* **DIRECTION 1**
According to the music review excerpt, where is the Warpt West Music label based?
* **DIRECTION 2**
Decide whether each statement agrees with the music review excerpt: (a) Mental Anguish & I.T.N. is a duo made up of Chris Phinney and Jeff 'Central' Chenault. (b) 'Battleground' is an electric guitar instrumental. (c) The piece by Pierre Perret opens with a tribal church choir theme.
* **DIRECTION 3**
Extend the music review excerpt beyond its final sentence.

Pierre Perret (France) contributes a creatively stitched up blend of field recordings and electronics. It begins with a native African song, electro tribal percussion, and a light aura of soundscapes, though after a while it transitions to a hallucinatory tribal church choir theme, with lovely melodic chants, water flowing, animal sounds, and bells.
Mental Anguish & I.T.N. are the duo of Chris Phinney and Jeff ‘Central’ Chenault. I like the contrasting combination of industrial groove, spacey synth melody, and fluttering soundscapes and effects that gets increasingly busy, multi-layered and intense.
Anatol Sucher runs the Warpt West Music label (Santa Cruz, California) that also produced Barnacle Choir and Asbestos Rockpyle. ‘Battleground’ is a beautifully melodic acoustic guitar instrumental with just enough dissonance to make it interesting. Sounds like it was recorded in a field of crickets. ‘Years Pass By’ starts off similar but with electric guitar, and it’s more upbeat rocking and grooving and includes intense voicings, sirens, and other effects. It ends up sounding like an experimental surf or 60s gangster film soundtrack with the bonus of collage fun.

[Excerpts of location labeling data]
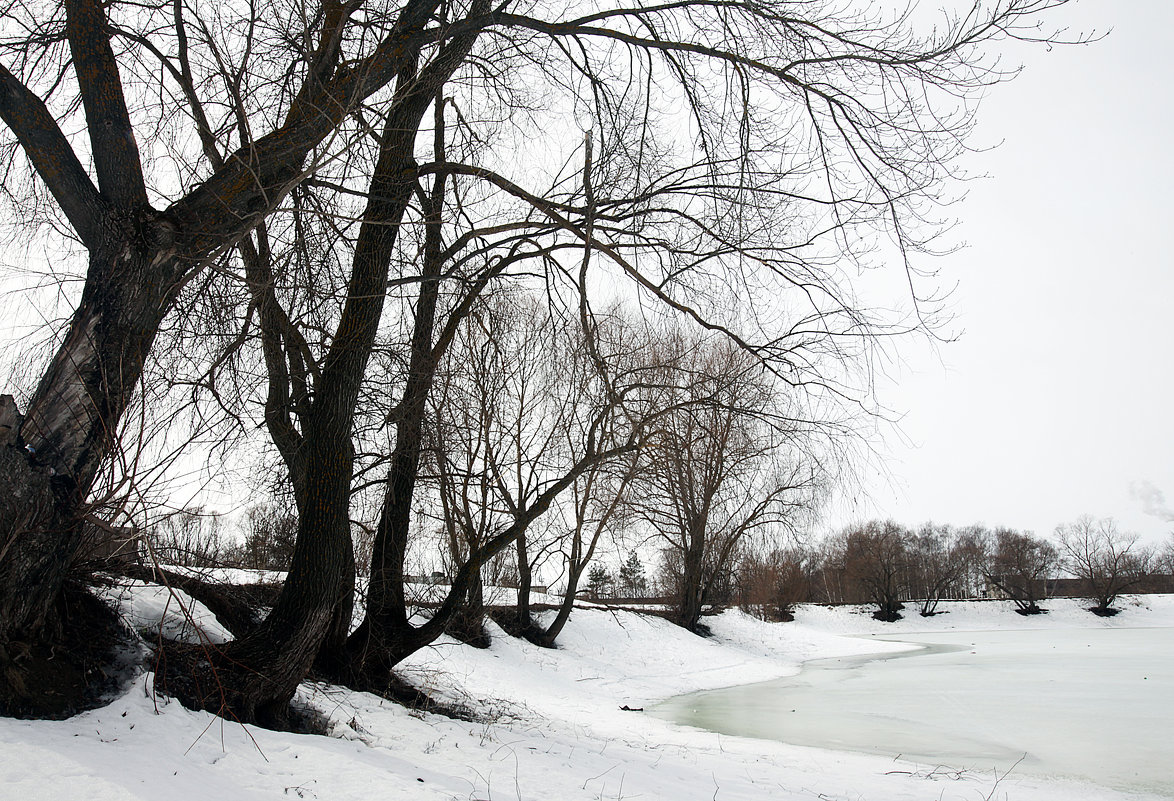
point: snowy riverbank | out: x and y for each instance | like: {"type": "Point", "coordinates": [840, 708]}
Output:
{"type": "Point", "coordinates": [553, 728]}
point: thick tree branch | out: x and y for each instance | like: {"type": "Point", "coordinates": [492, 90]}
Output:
{"type": "Point", "coordinates": [54, 161]}
{"type": "Point", "coordinates": [120, 173]}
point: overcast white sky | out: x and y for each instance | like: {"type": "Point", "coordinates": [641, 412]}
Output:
{"type": "Point", "coordinates": [1057, 399]}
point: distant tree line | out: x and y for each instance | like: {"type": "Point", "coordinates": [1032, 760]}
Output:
{"type": "Point", "coordinates": [892, 566]}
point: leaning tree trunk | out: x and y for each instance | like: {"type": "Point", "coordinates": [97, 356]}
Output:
{"type": "Point", "coordinates": [254, 679]}
{"type": "Point", "coordinates": [49, 459]}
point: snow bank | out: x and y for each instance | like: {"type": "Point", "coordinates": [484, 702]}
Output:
{"type": "Point", "coordinates": [553, 728]}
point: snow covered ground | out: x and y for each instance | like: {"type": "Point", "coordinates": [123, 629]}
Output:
{"type": "Point", "coordinates": [553, 728]}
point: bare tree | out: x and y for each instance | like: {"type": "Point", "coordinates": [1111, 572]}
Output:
{"type": "Point", "coordinates": [726, 464]}
{"type": "Point", "coordinates": [1018, 565]}
{"type": "Point", "coordinates": [876, 558]}
{"type": "Point", "coordinates": [1108, 559]}
{"type": "Point", "coordinates": [771, 583]}
{"type": "Point", "coordinates": [938, 561]}
{"type": "Point", "coordinates": [210, 132]}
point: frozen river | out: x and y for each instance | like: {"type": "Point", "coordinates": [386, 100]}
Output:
{"type": "Point", "coordinates": [1086, 704]}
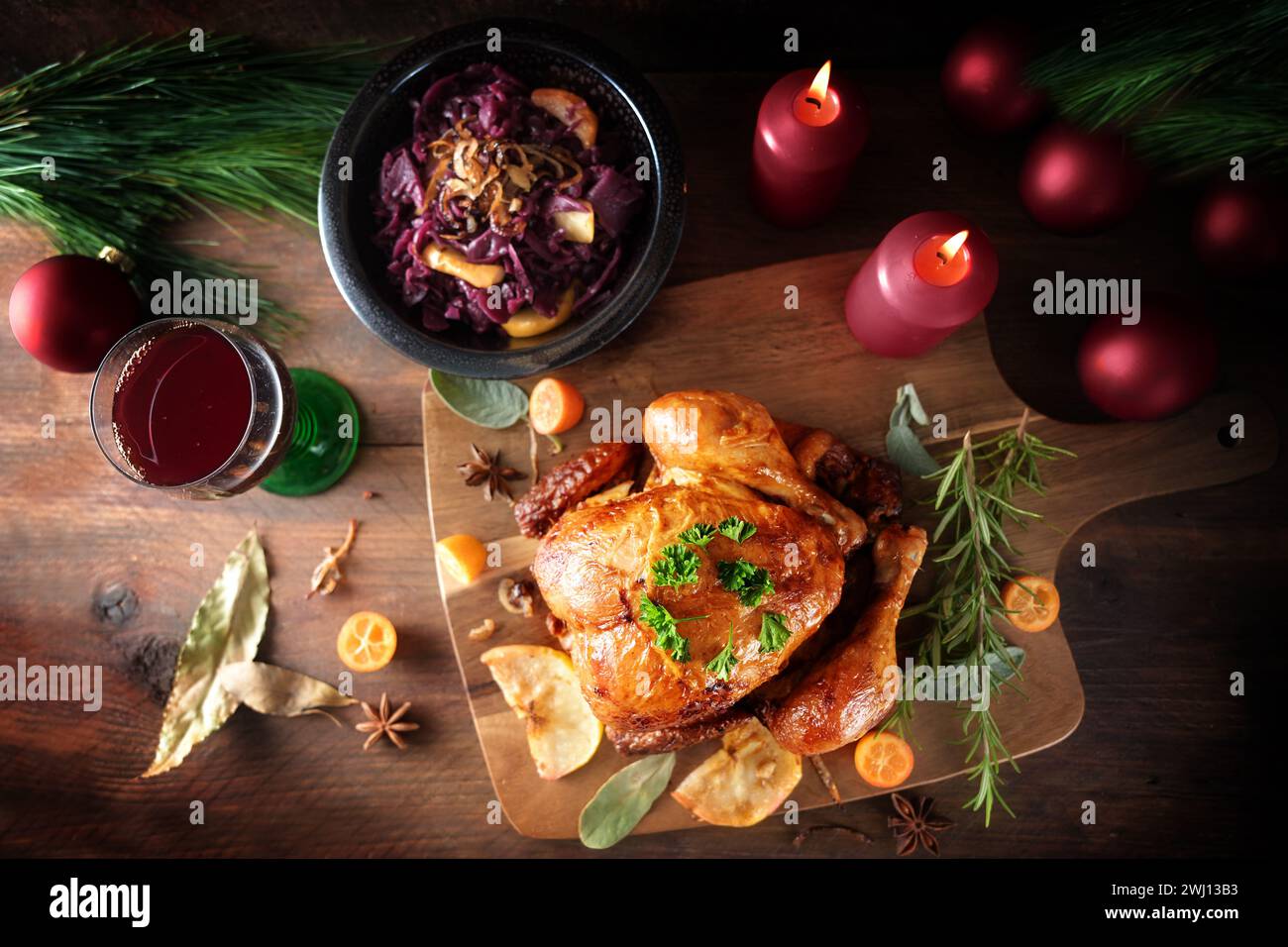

* **WRITTEN ANSWER 1**
Santa Cruz, California.

* **WRITTEN ANSWER 2**
(a) Yes: "Mental Anguish & I.T.N. are the duo of Chris Phinney and Jeff ‘Central’ Chenault."
(b) No: "‘Battleground’ is a beautifully melodic acoustic guitar instrumental"
(c) No: "It begins with a native African song, electro tribal percussion, and a light aura of soundscapes"

* **WRITTEN ANSWER 3**
Cool & The Clones (Cabin John, Maryland) are back with a really cool 13 minutes of lazily grooving psychedelic punk-jazz jamming with free-wheeling guitar solos, saxophone freak outs, fiery drumming, and avant-garde chamber music that includes wrenching all kinds of sounds from traditional instruments. This is freakin’ awesome.
Chuck (Greensboro, North Carolina) blast out a high intensity noise/metal/psych/drone guitar workout on ‘Chuck’s Realization’. ‘Helvis’ is completely different, sounding like an Elvis impersonator recorded live and then tape recorder morphed and mashed up to create some creatively wacky collage fun.
David Nikias (Greensboro, North Carolina) starts off with three brief minimal sound experimental pieces. Things get more interesting with ‘I Found A Place’, which sounds like a 50s pop song that Nikias used his tape skills to turn into a lysergic bit of space exploration. And ‘Process With Radio’ is just that, collaging radio samples with eerie droning minimal electronics.
Emil Beaulieau (Lowell, Massachusetts) is another cut-up/collage artist. His oddly titled ‘Fontana Blues’ creates a non-stop barrage of noisy yet creatively montaged samples.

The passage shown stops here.